-- Documento de origem --
>>>

A nós, cabe reconhecer que todos os bens Lhe pertencem e Lhe restituir tudo
pelo exemplo e pelas palavras (cfr. RegNB 17,17; Adm 7,4). E é justamente aqui
que percebemos um nexo interessante do tema da não apropriação com os outros
temas tratados no capítulo oitavo da Regra de Santa Clara: a esmola e o cuidado
das enfermas.
De
fato, se tudo pertence a Deus, então, precisamos receber tudo Dele, dependemos
Dele em tudo. Tal dependência de Deus em tudo, até mesmo para comer,
manifesta-se concretamente através do pedir esmola, ou seja, da prática da
mendicância. Daí entende-se porque a Regra prescreve que as Irmãs, “como
peregrinas e forasteiras neste mundo, servindo ao Senhor na pobreza e na
humildade, mandem pedir esmola confiadamente, e não precisam ficar com
vergonha, porque o Senhor se fez pobre por nós neste mundo” (RegCl 8,2-3). Aqui
é interessante notar que Clara não fala em pedir esmola como Francisco (cfr.
RegB 6,3; RegNB 9,3), mas, em mandar pedir esmola, pois, em virtude da
observância da clausura, tal prática era delegada pelas irmãs a alguns frades,
os chamados esmoleres.
O
mandar pedir esmola, porém, não eximia as Irmãs do trabalho manual que, não por
acaso, foi abordado no capítulo anterior da Regra (cfr. RegCl 7). Deste modo,
podemos dizer que a prática da esmola em Clara não substitui o trabalho manual,
mas, tal como em Francisco, o pressupõe: “Os que não sabem trabalhar aprendam,
não pelo desejo de receber o salário do trabalho, mas por causa do exemplo e
para afastar a ociosidade. E quando não nos for dado o salário, recorramos à
mesa do Senhor, pedindo esmolas de porta em porta” (Test 21-22).

<<<

-- Entradas de dados armazenadas --
>>>

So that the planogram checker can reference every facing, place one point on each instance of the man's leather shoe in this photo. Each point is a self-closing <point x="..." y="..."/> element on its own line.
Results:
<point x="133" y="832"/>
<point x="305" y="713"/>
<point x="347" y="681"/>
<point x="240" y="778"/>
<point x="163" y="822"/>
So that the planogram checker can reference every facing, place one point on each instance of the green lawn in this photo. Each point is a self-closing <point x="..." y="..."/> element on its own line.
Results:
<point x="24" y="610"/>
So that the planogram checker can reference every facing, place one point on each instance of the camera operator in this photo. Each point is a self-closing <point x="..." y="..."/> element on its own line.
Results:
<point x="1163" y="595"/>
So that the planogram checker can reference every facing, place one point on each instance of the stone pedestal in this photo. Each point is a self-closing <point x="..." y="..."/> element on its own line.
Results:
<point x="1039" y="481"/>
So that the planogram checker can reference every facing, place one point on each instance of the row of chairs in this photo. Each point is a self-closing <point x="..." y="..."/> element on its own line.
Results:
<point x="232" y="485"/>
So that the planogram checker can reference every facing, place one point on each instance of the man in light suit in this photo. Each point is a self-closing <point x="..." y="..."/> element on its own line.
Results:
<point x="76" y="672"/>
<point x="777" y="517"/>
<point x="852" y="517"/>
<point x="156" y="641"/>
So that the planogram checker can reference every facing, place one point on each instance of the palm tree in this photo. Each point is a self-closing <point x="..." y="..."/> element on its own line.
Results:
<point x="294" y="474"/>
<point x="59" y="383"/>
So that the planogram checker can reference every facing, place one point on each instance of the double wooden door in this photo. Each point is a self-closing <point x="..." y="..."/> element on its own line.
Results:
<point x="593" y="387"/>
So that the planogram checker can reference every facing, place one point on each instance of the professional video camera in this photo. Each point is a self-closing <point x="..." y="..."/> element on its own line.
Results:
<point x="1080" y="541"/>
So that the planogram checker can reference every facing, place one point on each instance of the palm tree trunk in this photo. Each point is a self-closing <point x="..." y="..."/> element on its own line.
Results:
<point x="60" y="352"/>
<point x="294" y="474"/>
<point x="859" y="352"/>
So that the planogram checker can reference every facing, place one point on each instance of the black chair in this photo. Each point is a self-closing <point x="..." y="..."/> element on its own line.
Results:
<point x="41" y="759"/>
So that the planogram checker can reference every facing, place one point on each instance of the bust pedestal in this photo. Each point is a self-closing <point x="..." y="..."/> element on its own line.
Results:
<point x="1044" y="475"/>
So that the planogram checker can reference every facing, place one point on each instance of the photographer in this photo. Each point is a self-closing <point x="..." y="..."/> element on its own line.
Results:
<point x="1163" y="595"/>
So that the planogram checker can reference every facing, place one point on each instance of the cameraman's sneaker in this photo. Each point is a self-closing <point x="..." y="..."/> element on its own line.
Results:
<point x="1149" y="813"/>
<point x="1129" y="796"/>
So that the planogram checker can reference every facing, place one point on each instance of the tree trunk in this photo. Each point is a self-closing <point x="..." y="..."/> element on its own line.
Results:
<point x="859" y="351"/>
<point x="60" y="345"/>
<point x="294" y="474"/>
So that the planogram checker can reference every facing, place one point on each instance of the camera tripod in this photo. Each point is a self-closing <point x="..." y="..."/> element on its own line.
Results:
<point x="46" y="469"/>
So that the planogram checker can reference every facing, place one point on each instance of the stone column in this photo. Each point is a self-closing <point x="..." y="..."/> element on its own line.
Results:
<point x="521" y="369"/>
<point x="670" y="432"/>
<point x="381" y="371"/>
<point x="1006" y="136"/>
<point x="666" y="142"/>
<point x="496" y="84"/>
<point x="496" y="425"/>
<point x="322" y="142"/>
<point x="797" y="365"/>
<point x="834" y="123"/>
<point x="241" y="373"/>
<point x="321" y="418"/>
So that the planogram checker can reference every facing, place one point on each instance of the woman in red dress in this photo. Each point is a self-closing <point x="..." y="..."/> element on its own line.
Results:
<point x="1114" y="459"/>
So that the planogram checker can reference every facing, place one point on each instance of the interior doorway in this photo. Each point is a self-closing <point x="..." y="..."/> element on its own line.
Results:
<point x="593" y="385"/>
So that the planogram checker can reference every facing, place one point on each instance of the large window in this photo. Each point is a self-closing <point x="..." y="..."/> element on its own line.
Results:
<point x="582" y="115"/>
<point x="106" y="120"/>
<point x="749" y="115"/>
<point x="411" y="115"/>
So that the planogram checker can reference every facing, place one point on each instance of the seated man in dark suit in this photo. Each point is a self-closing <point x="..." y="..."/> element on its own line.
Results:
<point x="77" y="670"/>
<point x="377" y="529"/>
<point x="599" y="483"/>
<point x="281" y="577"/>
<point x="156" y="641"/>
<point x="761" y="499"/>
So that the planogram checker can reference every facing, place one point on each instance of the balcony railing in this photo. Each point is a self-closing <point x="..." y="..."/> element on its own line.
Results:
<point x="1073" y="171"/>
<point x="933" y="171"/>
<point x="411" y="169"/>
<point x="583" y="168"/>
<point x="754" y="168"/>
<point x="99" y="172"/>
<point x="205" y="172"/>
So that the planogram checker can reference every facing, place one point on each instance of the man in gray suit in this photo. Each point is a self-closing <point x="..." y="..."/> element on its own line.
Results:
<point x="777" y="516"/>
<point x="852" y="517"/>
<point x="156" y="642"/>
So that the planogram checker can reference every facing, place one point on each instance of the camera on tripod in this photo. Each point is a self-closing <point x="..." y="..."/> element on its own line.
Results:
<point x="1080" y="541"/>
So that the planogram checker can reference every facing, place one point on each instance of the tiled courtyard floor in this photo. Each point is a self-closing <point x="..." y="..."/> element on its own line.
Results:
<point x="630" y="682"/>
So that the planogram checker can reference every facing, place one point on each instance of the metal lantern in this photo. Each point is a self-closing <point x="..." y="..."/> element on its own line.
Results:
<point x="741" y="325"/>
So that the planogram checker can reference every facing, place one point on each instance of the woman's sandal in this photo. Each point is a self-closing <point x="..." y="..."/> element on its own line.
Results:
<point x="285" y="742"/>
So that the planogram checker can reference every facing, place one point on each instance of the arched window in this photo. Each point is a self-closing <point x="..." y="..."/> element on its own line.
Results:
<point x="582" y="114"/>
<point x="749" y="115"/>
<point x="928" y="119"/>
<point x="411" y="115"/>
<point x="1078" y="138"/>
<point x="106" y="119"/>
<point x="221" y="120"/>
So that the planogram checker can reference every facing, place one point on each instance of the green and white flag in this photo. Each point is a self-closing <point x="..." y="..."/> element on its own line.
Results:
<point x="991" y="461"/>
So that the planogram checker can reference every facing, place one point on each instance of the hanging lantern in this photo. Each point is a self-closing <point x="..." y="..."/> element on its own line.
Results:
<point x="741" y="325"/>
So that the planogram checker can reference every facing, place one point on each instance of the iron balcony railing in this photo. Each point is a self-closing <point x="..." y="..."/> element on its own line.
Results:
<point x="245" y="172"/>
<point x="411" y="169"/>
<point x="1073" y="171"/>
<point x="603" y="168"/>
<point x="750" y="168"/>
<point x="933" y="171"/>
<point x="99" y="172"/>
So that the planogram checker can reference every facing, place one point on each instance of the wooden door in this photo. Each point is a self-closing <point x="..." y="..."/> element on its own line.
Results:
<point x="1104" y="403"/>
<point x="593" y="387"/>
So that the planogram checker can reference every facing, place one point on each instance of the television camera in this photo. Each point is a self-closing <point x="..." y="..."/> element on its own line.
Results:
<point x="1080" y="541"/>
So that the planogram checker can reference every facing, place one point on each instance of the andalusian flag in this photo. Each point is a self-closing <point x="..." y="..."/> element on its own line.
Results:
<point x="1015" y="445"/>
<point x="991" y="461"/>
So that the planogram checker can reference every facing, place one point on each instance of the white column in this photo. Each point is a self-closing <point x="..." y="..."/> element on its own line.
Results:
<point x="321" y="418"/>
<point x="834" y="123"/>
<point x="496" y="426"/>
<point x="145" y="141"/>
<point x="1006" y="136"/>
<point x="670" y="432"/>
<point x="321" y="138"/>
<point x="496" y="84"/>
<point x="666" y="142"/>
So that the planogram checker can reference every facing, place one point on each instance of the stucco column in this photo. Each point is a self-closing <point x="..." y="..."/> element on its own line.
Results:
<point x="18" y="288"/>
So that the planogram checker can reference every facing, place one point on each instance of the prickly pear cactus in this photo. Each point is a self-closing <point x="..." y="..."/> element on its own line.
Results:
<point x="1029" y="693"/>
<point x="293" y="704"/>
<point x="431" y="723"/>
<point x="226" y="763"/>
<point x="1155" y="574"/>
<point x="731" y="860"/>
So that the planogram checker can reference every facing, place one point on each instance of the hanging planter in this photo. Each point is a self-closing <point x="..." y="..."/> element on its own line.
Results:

<<<

Responda às perguntas abaixo com base no texto sobre a Regra de Santa Clara.
(a) Com quais temas do capítulo oitavo da Regra o tema da não apropriação apresenta um nexo?
(b) A quem as irmãs delegavam a prática de pedir esmola, e em virtude de quê?
(c) Em qual capítulo da Regra foi abordado o trabalho manual?

(a) Com a esmola e o cuidado das enfermas.
(b) A alguns frades, os chamados esmoleres, em virtude da observância da clausura.
(c) No capítulo anterior ao oitavo, o sétimo (RegCl 7).